Request:
Find the line containing "For every instance of the gibbon, the" in the material below; copy that line and all following lines exactly.

* Begin Excerpted records *

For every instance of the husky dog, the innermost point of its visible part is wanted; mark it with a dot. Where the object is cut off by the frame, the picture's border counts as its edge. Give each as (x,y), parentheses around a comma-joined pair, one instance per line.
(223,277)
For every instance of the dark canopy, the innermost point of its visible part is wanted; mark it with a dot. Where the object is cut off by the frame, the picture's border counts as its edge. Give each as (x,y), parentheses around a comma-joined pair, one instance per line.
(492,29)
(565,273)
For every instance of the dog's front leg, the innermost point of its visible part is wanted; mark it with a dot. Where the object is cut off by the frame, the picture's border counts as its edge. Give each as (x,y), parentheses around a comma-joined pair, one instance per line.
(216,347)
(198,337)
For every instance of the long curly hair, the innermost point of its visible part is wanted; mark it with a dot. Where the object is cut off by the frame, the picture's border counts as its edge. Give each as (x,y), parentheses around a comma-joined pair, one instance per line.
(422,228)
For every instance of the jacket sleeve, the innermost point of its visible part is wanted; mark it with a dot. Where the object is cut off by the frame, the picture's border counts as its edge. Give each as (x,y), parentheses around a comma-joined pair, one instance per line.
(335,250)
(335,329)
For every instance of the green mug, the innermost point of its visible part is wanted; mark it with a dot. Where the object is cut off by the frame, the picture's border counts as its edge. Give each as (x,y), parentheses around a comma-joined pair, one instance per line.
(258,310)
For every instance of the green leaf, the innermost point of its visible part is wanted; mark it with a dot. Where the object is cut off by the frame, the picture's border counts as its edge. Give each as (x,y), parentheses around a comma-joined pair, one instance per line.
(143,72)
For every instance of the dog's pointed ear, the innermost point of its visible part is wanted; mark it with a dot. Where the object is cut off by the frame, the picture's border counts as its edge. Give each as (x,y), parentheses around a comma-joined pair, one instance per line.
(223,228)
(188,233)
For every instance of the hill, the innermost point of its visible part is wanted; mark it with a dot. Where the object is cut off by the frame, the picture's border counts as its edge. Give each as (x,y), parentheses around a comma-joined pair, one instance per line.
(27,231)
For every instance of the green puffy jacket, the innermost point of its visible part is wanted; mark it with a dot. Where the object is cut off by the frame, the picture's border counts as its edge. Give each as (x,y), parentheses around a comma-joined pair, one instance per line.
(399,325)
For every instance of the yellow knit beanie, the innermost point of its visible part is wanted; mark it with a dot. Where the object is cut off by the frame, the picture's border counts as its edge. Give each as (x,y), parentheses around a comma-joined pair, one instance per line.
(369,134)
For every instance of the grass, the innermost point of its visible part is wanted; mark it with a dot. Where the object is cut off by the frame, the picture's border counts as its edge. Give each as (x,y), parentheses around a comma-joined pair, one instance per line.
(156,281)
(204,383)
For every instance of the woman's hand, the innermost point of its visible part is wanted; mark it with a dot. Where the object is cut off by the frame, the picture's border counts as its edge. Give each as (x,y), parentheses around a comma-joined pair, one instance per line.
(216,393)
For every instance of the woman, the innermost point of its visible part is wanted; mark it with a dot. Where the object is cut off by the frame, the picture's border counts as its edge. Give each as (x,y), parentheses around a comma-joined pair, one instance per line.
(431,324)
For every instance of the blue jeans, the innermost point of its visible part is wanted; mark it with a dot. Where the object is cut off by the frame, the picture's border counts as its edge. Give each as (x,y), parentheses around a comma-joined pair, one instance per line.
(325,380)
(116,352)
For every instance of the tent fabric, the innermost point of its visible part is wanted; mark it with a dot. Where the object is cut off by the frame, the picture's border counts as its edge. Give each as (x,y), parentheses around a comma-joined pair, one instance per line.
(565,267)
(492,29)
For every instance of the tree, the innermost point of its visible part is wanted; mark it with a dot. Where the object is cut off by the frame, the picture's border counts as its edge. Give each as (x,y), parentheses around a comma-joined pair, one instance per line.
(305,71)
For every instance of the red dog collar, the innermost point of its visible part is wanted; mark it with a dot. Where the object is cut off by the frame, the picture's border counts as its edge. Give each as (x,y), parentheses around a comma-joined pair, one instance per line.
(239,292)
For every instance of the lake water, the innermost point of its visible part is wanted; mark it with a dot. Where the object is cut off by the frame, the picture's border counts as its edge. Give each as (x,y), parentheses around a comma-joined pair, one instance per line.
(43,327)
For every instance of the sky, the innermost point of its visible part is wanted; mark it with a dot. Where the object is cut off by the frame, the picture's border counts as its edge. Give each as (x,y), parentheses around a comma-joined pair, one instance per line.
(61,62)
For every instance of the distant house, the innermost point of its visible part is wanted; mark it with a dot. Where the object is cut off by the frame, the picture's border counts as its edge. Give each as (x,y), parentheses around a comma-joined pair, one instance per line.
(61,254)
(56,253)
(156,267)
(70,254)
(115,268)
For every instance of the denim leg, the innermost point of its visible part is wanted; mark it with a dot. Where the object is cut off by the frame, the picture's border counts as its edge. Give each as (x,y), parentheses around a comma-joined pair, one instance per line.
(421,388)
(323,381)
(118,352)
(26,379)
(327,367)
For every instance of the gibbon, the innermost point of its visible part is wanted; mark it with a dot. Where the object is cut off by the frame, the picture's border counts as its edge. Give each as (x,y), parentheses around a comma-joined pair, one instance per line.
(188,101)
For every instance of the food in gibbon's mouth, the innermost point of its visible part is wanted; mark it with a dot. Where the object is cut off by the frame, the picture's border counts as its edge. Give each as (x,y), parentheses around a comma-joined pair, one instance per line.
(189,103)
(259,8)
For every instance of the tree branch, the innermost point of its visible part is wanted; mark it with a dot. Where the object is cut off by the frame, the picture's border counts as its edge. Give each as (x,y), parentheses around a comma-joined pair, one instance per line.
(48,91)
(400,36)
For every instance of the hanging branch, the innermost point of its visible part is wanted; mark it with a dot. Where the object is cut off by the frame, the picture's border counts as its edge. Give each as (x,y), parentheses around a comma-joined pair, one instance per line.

* End Excerpted records *

Worked solution:
For every instance of the gibbon, the innermost point of its visible part is wanted; mark it with a dot. Where the object is cut off by the frame, the picture's border counts as its edge. Give each as (x,y), parentheses around a comma-joined pair, one instance per line.
(188,101)
For every instance of the food in gibbon's mouth, the innermost point of its visible part is wanted; mark it with a dot. Where the object is cut off by the frame, the picture's border counts as its edge. Give each as (x,y), parentheses around a comma-joined pair, one instance per line.
(189,103)
(259,8)
For every instance of the tree branch, the innermost point of its visible part is wanted; mark it with a dot. Where the object is cut off by the frame, the picture's border counts as its edge. Give each as (x,y), parentheses around a comma-joined pair, one instance per line.
(48,91)
(400,36)
For every instance of the hanging branch, the innermost point of its visible part is wanted; mark it with a dot. Where the object is cut off by the frame, the picture's border counts as its edge. Give each as (x,y), parentheses around a comma-joined pair, one instance per line.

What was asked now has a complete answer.